- **FRAGMENTO SELECCIONADO**:
--------

El Gobierno se metió por la zona más oscura de la ruta, la de ir contra la gente mostrando poca sindéresis entre la necesidad fiscal (que es innegable) y la realidad de un pueblo afligido por las carencias, agobiado y, sobre todo, falto de esperanza.
Pero también están los porfiados que les fallaron a la protesta social -que es legítima- y optaron por sacar lo peor que tiene este país: cohabitar con la violencia. Eso de que toda revolución tiene su cuota de violencia, hace parte de un romanticismo trasnochado. En Colombia vivimos una lógica de espiral donde todo acto violento conllevará a otro más rabioso y visceral y, atención, no sabemos parar.

--------

- **DATOS PROPORCIONADOS**:

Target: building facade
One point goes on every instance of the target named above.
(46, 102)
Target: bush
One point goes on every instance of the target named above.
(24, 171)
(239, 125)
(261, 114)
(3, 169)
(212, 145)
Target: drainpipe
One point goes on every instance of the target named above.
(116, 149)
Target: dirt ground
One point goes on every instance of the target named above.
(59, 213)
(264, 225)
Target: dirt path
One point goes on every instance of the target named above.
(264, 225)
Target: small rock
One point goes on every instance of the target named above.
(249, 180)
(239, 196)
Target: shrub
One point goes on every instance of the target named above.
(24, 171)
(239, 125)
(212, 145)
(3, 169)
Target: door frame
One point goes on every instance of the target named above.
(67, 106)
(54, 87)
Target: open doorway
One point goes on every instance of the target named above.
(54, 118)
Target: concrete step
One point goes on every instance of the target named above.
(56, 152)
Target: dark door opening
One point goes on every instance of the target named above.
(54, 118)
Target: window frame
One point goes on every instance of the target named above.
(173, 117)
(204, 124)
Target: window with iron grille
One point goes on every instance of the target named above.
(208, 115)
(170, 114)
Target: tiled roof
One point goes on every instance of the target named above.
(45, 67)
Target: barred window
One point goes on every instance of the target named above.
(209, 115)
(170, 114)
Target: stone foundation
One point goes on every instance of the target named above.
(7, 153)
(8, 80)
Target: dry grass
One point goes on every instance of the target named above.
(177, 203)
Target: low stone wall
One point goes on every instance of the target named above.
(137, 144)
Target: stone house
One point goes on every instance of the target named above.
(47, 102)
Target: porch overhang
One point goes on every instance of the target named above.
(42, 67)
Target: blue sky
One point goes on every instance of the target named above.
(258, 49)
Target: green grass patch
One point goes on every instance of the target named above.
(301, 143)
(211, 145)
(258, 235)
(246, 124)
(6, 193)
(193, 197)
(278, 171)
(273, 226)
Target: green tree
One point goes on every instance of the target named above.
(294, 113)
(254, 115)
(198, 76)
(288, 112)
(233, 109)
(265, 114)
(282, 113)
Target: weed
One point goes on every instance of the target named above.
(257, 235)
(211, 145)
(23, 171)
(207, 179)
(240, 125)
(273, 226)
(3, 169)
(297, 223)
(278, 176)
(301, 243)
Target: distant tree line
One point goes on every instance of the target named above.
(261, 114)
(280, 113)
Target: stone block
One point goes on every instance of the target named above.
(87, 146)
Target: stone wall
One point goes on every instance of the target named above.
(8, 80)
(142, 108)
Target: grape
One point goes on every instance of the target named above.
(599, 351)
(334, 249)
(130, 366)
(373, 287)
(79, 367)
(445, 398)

--------

- **CONSIGNA DEL EJERCICIO**:
Por favor, indique cómo califica el fragmento seleccionado la idea de que toda revolución tiene su cuota de violencia. Las líneas provienen de otra fuente.

- **RESPUESTA ESPERADA**:
La califica como parte de un romanticismo trasnochado.